— Start of Records for the exercise —
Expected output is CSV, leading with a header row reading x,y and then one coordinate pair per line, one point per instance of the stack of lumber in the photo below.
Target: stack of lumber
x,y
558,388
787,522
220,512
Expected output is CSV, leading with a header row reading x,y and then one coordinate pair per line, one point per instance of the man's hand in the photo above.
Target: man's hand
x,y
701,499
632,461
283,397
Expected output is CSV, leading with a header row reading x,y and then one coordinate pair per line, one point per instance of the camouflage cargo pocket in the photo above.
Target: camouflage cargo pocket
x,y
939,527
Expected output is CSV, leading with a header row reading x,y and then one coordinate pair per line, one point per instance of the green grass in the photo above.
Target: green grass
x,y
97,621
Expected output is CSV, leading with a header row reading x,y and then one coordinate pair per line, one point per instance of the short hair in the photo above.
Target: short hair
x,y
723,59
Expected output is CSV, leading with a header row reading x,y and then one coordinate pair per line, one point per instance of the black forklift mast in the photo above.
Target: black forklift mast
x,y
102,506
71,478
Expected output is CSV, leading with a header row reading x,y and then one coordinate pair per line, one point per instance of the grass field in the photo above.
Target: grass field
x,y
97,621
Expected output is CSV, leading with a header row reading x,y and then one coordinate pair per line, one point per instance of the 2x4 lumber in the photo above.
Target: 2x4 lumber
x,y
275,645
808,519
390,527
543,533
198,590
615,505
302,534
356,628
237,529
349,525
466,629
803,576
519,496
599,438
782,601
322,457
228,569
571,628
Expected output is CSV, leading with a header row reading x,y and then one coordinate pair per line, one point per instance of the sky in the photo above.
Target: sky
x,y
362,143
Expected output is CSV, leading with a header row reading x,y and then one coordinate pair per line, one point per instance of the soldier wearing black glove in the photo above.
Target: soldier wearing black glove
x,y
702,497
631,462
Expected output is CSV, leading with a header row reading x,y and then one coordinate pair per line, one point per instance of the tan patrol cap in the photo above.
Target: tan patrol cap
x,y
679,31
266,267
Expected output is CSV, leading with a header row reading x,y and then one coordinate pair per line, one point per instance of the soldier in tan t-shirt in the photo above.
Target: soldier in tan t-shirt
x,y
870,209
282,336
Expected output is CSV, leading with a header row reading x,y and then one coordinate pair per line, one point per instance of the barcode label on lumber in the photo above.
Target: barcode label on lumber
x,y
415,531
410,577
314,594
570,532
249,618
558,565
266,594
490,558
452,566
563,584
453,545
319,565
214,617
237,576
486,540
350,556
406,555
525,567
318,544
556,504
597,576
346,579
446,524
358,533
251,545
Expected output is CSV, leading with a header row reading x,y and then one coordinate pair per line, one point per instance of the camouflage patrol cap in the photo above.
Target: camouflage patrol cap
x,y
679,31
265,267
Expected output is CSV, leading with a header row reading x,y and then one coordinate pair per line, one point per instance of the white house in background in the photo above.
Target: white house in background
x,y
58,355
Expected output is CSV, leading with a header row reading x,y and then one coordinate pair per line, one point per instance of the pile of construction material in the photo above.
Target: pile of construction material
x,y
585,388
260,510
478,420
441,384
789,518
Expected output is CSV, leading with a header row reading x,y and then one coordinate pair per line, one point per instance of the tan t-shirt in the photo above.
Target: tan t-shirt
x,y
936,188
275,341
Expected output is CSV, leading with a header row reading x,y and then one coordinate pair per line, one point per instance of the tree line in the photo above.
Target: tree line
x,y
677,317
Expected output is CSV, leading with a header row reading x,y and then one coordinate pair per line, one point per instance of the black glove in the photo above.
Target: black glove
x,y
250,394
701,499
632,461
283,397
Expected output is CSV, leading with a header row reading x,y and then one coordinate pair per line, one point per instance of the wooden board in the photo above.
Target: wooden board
— End of Records for the exercise —
What to produce:
Copy exactly the line containing "on lumber in the photo above." and every line after it, ending with the last line of the records above.

Solution to this exercise:
Expected output is CSV, leading with a header row reading x,y and then one coordinate pair per line, one point per instance of the barcode label on lumber in the photo above.
Target: barcode label on lumber
x,y
415,531
410,577
314,594
570,532
249,618
558,565
266,594
490,558
452,566
563,584
453,545
319,565
214,617
237,576
486,540
350,556
406,555
525,567
318,544
556,504
597,576
346,579
446,524
358,533
251,545
Expected output is CSV, leading with a header row reading x,y and then one coordinate pair per line, one point per instance of the camouflage patrol cap in the photo above.
Target: camouflage patrol cap
x,y
679,31
265,267
Expected output is CSV, leading with a header row reading x,y and then one coordinate pair per line, one point per instance of the white house in background in the photo above.
Target: white house in background
x,y
58,355
Expected output is CSV, leading with a header row reading x,y and then one coordinate pair per line, one point per instance of the pile of construction material in the photo above.
Target: pile of construction material
x,y
585,388
260,510
478,420
441,384
789,518
Expected output is CSV, leading with a header row reading x,y and then one coordinate pair per line, one point per instance of the tan t-shirt in the photo above.
Target: tan t-shirt
x,y
936,188
275,341
Expected output is CSV, leading with a header row reading x,y and then one coordinate pair per line, one point per instance of the tree line in the photo above.
Target: tree line
x,y
677,317
Expected output is CSV, leading with a header row reading x,y and then one coordinate pair per line, one point per instance of the black glove in the photo above.
Target: black glove
x,y
250,394
701,499
632,461
283,397
Expected output is CSV, leading with a header row reading x,y and then one coordinate pair per line, one point per instance of the wooden board in the photo above.
Target: wooden board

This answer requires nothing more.